> **EXERCISE PROMPT**
Repeat each entry word for word.

Segment Start: SOURCE DATA

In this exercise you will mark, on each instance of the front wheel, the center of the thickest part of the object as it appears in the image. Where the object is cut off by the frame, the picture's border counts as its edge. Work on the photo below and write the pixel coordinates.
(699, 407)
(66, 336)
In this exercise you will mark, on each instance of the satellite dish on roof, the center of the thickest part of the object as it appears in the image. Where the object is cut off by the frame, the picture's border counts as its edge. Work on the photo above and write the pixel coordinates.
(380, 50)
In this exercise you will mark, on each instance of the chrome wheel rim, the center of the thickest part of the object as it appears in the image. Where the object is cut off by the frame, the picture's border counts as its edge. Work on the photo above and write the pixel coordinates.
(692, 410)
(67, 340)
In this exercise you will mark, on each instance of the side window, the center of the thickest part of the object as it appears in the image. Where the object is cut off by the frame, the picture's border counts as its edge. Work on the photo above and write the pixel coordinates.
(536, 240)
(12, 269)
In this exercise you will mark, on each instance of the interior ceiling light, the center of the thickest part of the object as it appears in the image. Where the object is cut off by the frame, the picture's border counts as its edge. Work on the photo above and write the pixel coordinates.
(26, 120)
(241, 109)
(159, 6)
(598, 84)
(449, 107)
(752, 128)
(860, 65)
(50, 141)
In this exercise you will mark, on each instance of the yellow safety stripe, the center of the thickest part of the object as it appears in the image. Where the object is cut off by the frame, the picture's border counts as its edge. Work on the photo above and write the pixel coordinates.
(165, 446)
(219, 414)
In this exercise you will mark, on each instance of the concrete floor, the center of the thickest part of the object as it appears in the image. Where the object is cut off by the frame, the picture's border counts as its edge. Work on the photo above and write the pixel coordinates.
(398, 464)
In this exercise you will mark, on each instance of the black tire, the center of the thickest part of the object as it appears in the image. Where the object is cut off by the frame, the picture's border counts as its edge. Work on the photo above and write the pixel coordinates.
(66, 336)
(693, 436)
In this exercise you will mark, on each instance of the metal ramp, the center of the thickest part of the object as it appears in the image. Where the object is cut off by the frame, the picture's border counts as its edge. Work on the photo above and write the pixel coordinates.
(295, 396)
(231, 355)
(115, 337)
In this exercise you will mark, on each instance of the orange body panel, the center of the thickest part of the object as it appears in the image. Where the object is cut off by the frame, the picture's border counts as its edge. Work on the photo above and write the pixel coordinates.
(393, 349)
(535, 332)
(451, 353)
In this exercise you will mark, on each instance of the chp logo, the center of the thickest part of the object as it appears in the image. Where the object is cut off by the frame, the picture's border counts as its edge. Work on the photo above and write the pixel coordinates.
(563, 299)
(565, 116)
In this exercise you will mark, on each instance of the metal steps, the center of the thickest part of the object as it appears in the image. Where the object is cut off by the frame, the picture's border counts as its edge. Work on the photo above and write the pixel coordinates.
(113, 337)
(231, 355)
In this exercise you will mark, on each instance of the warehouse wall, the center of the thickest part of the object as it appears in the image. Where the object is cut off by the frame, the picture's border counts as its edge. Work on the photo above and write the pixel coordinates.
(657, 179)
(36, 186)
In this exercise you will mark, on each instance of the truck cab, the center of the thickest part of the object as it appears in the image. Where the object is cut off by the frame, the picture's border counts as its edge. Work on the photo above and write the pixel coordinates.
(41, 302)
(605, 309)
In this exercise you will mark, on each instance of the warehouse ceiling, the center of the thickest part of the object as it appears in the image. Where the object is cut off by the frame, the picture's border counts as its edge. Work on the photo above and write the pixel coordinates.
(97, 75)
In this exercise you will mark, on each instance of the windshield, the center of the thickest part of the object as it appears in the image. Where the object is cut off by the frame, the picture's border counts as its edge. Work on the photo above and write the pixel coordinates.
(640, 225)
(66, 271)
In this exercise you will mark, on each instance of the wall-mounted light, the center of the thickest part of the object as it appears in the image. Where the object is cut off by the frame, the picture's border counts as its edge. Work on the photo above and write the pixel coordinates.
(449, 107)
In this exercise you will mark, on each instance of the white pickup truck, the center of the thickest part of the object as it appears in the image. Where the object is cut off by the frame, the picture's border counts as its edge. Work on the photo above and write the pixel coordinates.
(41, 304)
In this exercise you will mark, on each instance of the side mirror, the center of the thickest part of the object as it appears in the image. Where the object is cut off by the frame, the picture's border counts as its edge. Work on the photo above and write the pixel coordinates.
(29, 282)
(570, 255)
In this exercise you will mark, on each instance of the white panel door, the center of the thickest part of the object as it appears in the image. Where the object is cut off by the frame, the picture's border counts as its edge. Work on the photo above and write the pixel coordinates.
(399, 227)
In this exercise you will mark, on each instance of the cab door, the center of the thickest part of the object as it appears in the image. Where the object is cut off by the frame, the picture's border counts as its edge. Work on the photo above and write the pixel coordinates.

Segment End: SOURCE DATA

> **SOLUTION FOR THIS TASK**
In this exercise you will mark, on each instance of the front wheel, the center of the thickest part of the object as it appears in the image. Where the object is cut off by the frame, the picture's border counts as its edge. Work on the photo below and write the pixel coordinates.
(699, 407)
(66, 336)
In this exercise you will mark, on each instance of the satellite dish on roof, the center of the thickest part of the object as it appears in the image. Where the object is cut off by the frame, the picture's border counts as its edge. Work on the photo above and write the pixel coordinates.
(380, 50)
In this exercise you will mark, on each instance of the chrome wheel rim, the center of the thickest part of the object as it appears in the image. Where the object is cut off by the frame, the picture's border counts as its edge. Work on the photo above and write the pixel coordinates.
(692, 410)
(67, 340)
In this exercise you will mark, on each instance of the side window, the center of the thickest part of the object as it appears in the image. Where the object is cut off by the frame, the picture's border counts as its edge. Work on the photo above and write the pixel coordinates.
(536, 240)
(12, 269)
In this exercise you will mark, on each instance of the interior ceiling light, the center of the thickest part of the object as it appears in the image. Where the object is cut off by the frame, the picture's border counts as its edge. Work on the photo above and write the pixel coordinates.
(26, 120)
(241, 109)
(159, 6)
(598, 84)
(449, 107)
(752, 128)
(860, 65)
(50, 141)
In this exercise you will mark, on each instance of the yellow safety stripe, the center of the thickest part of the object as it appears in the image. Where the object is cut off by the frame, the picture's border counts as its edge. Work on the photo above and write the pixel coordinates.
(165, 446)
(219, 414)
In this exercise you will mark, on each instance of the concrete floor, the center of the thickest part of the object as it appears in the image. Where the object is cut off by the frame, the picture's border counts as its edge. Work on the photo above and write the pixel coordinates.
(398, 464)
In this exercise you will mark, on each instance of the black tire, the center of the thickest part of the object as it appears in the image. Where the object is cut off by the frame, the picture's border counts as its edge. Work on the photo above and write the pixel coordinates.
(66, 336)
(693, 436)
In this exercise you will mark, on each instance of the metal ramp, the center of the thickest part of the object as it appears in the image. Where the object is cut off by the frame, the picture's border counts as its edge. Work on the photo above and write the pixel coordinates.
(295, 396)
(231, 355)
(115, 337)
In this exercise you will mark, on each instance of the orange body panel, the center of the thickest part of the object as it appears in the image. Where the object is cut off by the frame, the picture's border counts as its edge. Work on the photo above and write the pixel coordinates.
(393, 349)
(535, 332)
(451, 353)
In this exercise you will mark, on each instance of the chp logo, the center of the thickest part of the object as it appears in the image. Where the object is cut off by the frame, the picture's border counts as its edge. Work on the photo above and write the pixel coordinates.
(563, 299)
(565, 116)
In this exercise you will mark, on each instance of the metal steps, the center of the thickest part of the object as it appears in the image. Where the object is cut off by the frame, the picture's border counts as its edge. Work on the photo above and write the pixel coordinates.
(113, 337)
(231, 355)
In this exercise you will mark, on each instance of the warehouse wall, the center of the thickest part of the object as it appears in the image. Where the object is cut off by the frame, the picture's border counts as its edge. Work on the photo above and write the pixel coordinates.
(657, 179)
(36, 186)
In this exercise you will mark, on each instance of the truck cab, the center of the thickest part of the object as it appears in the image. Where the object is cut off by the frame, the picture's border counts as its edge. Work on the photo above and write the pixel coordinates.
(41, 302)
(605, 309)
In this exercise you will mark, on each instance of the warehouse ceiling, the center of the thickest part of the object as it appears in the image. Where the object is cut off by the frame, the picture's border counts as its edge. Work on the photo above and write the pixel coordinates.
(97, 75)
In this exercise you will mark, on each instance of the windshield, the center of the thickest part of the object as it appears in the image. Where the object is cut off by the frame, the picture's border counts as its edge. Work on the photo above and write the pixel coordinates.
(640, 225)
(66, 271)
In this exercise you will mark, on each instance of the wall-mounted light, the center of the thickest part of the object as it appears in the image. Where the object is cut off by the frame, the picture's border counts as its edge. Work on the photo above and write the pixel coordinates.
(449, 107)
In this exercise you will mark, on each instance of the white pickup truck, the center of the thickest part of the object as it appears in the image. Where the object is cut off by the frame, the picture's border counts as its edge. Work on the photo above and write the pixel coordinates.
(41, 304)
In this exercise you will mark, on each instance of the side mirror, the center of the thickest part of the object as it appears in the image. Where the object is cut off by the frame, the picture's border counts as its edge. Work on the photo above and write the pixel coordinates.
(29, 282)
(570, 255)
In this exercise you will mark, on each instance of the white panel door, the center of the thickest part of the object as it appears in the image. Where the object is cut off by the frame, the picture's border counts as its edge. Work on the photo above and write the pixel coordinates.
(399, 227)
In this exercise you will mark, on each instance of the cab door, the center of the thickest part of the object as it appears in the image. Where the object is cut off by the frame, the picture's border counts as its edge. Work on the photo above and write the pixel coordinates.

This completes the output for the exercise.